Task objective ->
Reproduce the records word for word, beginning at their very first line and stopping after the line that contains "M 70 354 L 62". Leave any pictures out of your copy.
==*==
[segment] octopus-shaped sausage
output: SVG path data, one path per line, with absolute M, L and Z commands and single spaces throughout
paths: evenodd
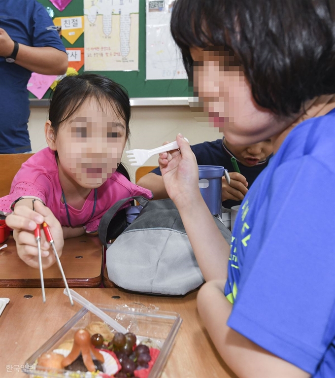
M 70 354 L 62 361 L 63 367 L 67 366 L 76 360 L 80 352 L 83 357 L 84 364 L 89 372 L 95 372 L 96 368 L 91 356 L 92 352 L 96 358 L 103 363 L 103 356 L 94 347 L 91 342 L 91 335 L 85 329 L 79 329 L 74 334 L 74 341 Z

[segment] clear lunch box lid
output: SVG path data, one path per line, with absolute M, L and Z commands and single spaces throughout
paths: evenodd
M 158 346 L 160 349 L 159 354 L 148 376 L 148 378 L 157 378 L 167 362 L 182 320 L 176 312 L 157 310 L 141 304 L 132 304 L 131 306 L 134 305 L 136 307 L 129 307 L 126 305 L 113 308 L 105 305 L 97 306 L 124 327 L 128 332 L 135 334 L 139 342 L 150 339 Z M 73 339 L 78 329 L 85 328 L 90 323 L 97 321 L 102 322 L 99 316 L 83 308 L 28 358 L 26 361 L 26 374 L 38 378 L 99 377 L 99 375 L 90 372 L 78 373 L 47 368 L 42 370 L 36 363 L 37 359 L 41 354 L 57 349 L 62 343 Z M 110 326 L 106 326 L 111 332 L 116 332 Z

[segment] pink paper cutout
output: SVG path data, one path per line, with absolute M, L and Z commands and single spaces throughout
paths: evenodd
M 40 100 L 57 77 L 57 75 L 41 75 L 33 72 L 28 81 L 27 89 L 38 100 Z
M 61 12 L 66 8 L 72 0 L 50 0 L 55 6 Z

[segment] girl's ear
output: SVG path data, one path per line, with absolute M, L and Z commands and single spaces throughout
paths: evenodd
M 54 129 L 51 125 L 51 121 L 48 120 L 45 123 L 44 126 L 44 134 L 45 134 L 45 139 L 48 145 L 53 151 L 57 151 L 57 148 L 56 146 L 56 137 L 54 133 Z

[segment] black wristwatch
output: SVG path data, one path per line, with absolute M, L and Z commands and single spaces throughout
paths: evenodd
M 14 42 L 14 50 L 11 53 L 10 56 L 6 57 L 5 59 L 7 63 L 14 63 L 16 59 L 16 55 L 17 55 L 17 52 L 19 51 L 19 44 L 16 41 L 13 41 Z

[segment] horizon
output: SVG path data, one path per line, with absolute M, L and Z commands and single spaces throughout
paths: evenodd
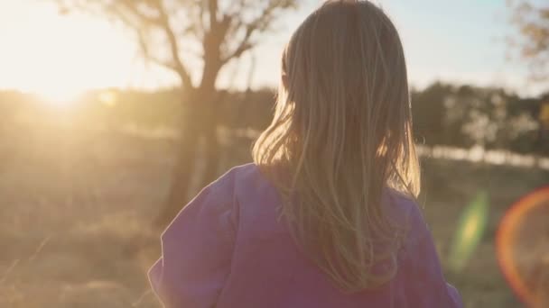
M 472 0 L 452 4 L 424 0 L 420 5 L 403 0 L 376 2 L 400 32 L 412 88 L 422 90 L 440 81 L 499 87 L 523 97 L 549 91 L 528 80 L 526 64 L 506 59 L 508 46 L 504 39 L 513 29 L 504 1 L 479 5 Z M 285 16 L 281 31 L 262 36 L 264 41 L 253 52 L 261 64 L 254 72 L 253 89 L 277 86 L 284 44 L 316 3 L 309 1 Z M 172 72 L 142 61 L 135 43 L 122 27 L 82 14 L 60 14 L 50 3 L 0 3 L 0 38 L 6 46 L 0 51 L 2 90 L 67 101 L 94 89 L 150 92 L 177 87 Z M 224 67 L 218 88 L 245 89 L 251 57 L 248 53 Z M 191 62 L 190 67 L 197 79 L 200 63 Z

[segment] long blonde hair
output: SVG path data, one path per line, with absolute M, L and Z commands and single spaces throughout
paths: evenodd
M 398 33 L 368 1 L 327 1 L 292 36 L 282 73 L 254 160 L 281 192 L 300 247 L 337 286 L 383 285 L 396 273 L 403 234 L 383 192 L 419 192 Z M 283 169 L 289 177 L 274 176 Z

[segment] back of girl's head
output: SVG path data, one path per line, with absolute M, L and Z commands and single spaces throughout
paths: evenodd
M 281 79 L 274 119 L 254 159 L 291 175 L 274 182 L 284 197 L 298 196 L 284 198 L 283 217 L 340 288 L 387 282 L 402 232 L 381 203 L 383 191 L 411 197 L 419 191 L 406 66 L 395 26 L 368 1 L 327 1 L 292 36 Z M 375 271 L 378 262 L 391 266 Z

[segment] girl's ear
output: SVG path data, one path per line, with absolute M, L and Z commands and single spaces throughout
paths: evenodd
M 282 85 L 284 88 L 288 88 L 288 75 L 286 73 L 282 74 Z

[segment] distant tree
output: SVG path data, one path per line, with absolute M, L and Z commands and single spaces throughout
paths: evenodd
M 181 140 L 170 196 L 155 222 L 162 227 L 188 200 L 191 179 L 200 176 L 195 160 L 200 139 L 206 168 L 200 184 L 217 176 L 219 71 L 257 45 L 260 35 L 273 31 L 275 22 L 299 0 L 54 1 L 63 13 L 85 11 L 121 23 L 133 32 L 147 61 L 168 68 L 180 79 Z M 200 71 L 191 70 L 197 63 Z
M 549 3 L 535 5 L 528 0 L 507 0 L 511 23 L 518 38 L 511 36 L 512 47 L 518 49 L 520 57 L 530 68 L 533 80 L 549 78 Z
M 414 135 L 419 143 L 446 143 L 444 118 L 447 111 L 444 102 L 451 91 L 451 86 L 435 82 L 423 91 L 412 92 Z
==*==
Answer for the task ->
[segment] octopus-shaped sausage
output: SVG path data, one path per line, with absolute M, L and Z commands and single spaces throughout
paths: evenodd
M 70 354 L 62 361 L 63 367 L 67 366 L 76 360 L 80 352 L 83 357 L 84 364 L 89 372 L 95 372 L 96 368 L 91 356 L 92 352 L 96 358 L 103 363 L 103 356 L 94 347 L 91 342 L 91 335 L 85 329 L 79 329 L 74 334 L 74 341 Z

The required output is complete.